> [YOUR ASSIGNMENT] Would you return the lines from the one that contains "and white plumage." to the last line of the entries below, exactly and with nothing added?

···

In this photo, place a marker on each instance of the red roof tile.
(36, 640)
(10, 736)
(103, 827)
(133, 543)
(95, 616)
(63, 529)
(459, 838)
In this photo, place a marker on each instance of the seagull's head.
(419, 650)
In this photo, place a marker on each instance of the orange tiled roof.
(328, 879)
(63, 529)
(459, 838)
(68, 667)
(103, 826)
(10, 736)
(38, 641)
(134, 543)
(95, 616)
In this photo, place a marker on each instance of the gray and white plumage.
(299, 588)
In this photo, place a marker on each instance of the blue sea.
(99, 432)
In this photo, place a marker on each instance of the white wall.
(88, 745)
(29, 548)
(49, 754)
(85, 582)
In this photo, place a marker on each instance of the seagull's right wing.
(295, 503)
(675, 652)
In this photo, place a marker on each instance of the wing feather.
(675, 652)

···

> [RESULT]
In this photo, place a marker on each instance of the gray and white plumage.
(299, 588)
In this photo, place a marker on each instance of the blue sea.
(99, 432)
In this photo, place a marker on each instance of the white wall.
(88, 745)
(29, 548)
(49, 754)
(85, 582)
In this photo, place a marker on each instance of the seagull's right wing.
(295, 503)
(675, 652)
In this photo, place a marker on each instance of the wing feather.
(675, 652)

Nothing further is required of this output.